▸ SELECTED TEXT
▼▼▼
“Everything About Women Interests Me”: Lizzie Borden on the New York Feminisms Trilogy
In 2022, Lizzie Borden’s virtually unseen first feature Regrouping was restored and given its first-ever theatrical run. That film joins the now-canonical Born in Flames (1983) and Working Girls (1986) in what some have termed her “New York Feminisms” trilogy, all three of which are now screening together on the Criterion Channel for the very first time. Together, the three films set a blueprint for a contemporary model of feminist filmmaking deeply situated in her place and time that prioritized discussion and conflict as ways of building something new. A long-time fan and recent friend of Borden, I sat down with her to discuss the legacy of her alternatively incendiary and intimate body of work.
Rovinelli: The streaming release of Regrouping, Born In Flames and Working Girls on the Criterion Channel is kind of your first full retrospective of the works that you consider your own, right?
Borden: Yes, the three films So Mayer dubbed my “New York Feminisms” trilogy. They were shown together at the Anthology Film Archives and a few other places, but this is the first time they are streaming. Seeing them together has been extraordinary for me, because seeing Regrouping in the light of the other two has helped me understand the other two better.
Rovinelli: For me and a lot of audiences, the re-release of Regrouping almost feels like we got a new Lizzie Borden film, because none of us had ever seen this before. It’s finding an audience for the first time. How have you felt that audiences are reacting? What does it feel like to put this film out in 2022, really for the first time?
Borden: In 2022 it was really anxiety-provoking, because I didn’t really know what I was going to feel seeing it again or what audiences were going to feel. It felt strange to be releasing such an experimental film at that point, a film I had put it away for strong, specific reasons. When I re-saw it in 2022, I didn’t know whether I would have those feelings again to be able to reconstruct why I edited the film the way I did. I’ve seen Born In Flames and Working Girls so many times, I understand why I made every choice I made. With Regrouping, I had to rethink editing choices, like going to black or taking sound away. I had to rethink why and how I opened the film up to include the second group after I showed a cut of the film to the first group. I had to watch it a few times before it cohered as a movie.
Jessie, I remember the time you did the Q&A with me at Anthology Film Archives—the first time it was shown again—because people seemed to be into the film, finding it funny in some places, which was intentional. Then, over the course of a few other screenings, discovering that people of younger generations in the US and Europe were still interested in groups was validating, because I wanted to open the film up from being about one woman’s group to being about the dialectic of group process. Yet, at the same time, I wasn’t sure how audiences might feel about seeing such an experimental film from me after Working Girls.
Rovinelli: But in a way, it’s sort of beautiful that it came out at the end, because it really opens up the later films and reminds us that they are all a cross-cutting of voices. Regrouping is the most radical in the sense that it’s just people talking and we have to piece it together ourselves, but that doesn’t change that every single one of your films is about women talking to each other. I know we’ve talked about that a lot.
▲▲▲
▸ COLLECTED DATA
▼▼▼
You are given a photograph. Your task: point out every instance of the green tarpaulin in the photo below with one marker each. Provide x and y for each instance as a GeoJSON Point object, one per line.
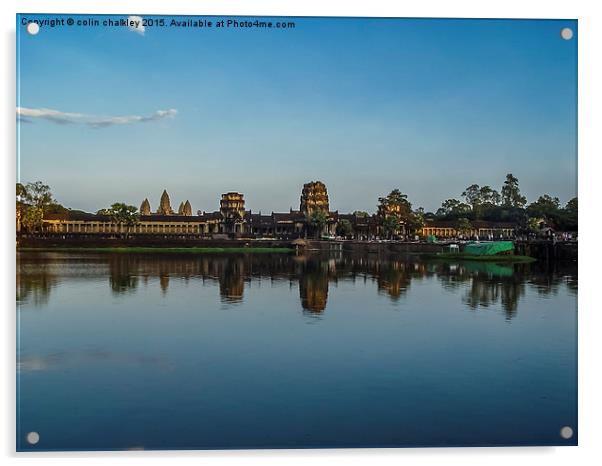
▲▲▲
▸ SET OF TASKS
**a.** List the titles of the films by Lizzie Borden that the interview mentions.
**b.** In the Lizzie Borden interview, rewrite the paragraph beginning "In 2022, Lizzie Borden's virtually unseen first feature" as a shorter paragraph that keeps its main facts.
**c.** Copy the Lizzie Borden interview word for word from "Rovinelli: The streaming" to "your own, right?".

▸ RESULTS OF THE TASKS
**a.**
- Regrouping
- Born in Flames
- Working Girls

**b.** Borden's first feature, Regrouping, had gone virtually unseen until it was restored in 2022 and given its first theatrical run. Along with Born in Flames (1983) and Working Girls (1986), it forms what some call her "New York Feminisms" trilogy. All three films are now streaming together on the Criterion Channel for the first time. The films set a blueprint for feminist filmmaking rooted in their place and time, using discussion and conflict to build something new. The interviewer is a long-time fan and recent friend of Borden and spoke with her about the legacy of this work.

**c.**
Rovinelli: The streaming release of Regrouping, Born In Flames and Working Girls on the Criterion Channel is kind of your first full retrospective of the works that you consider your own, right?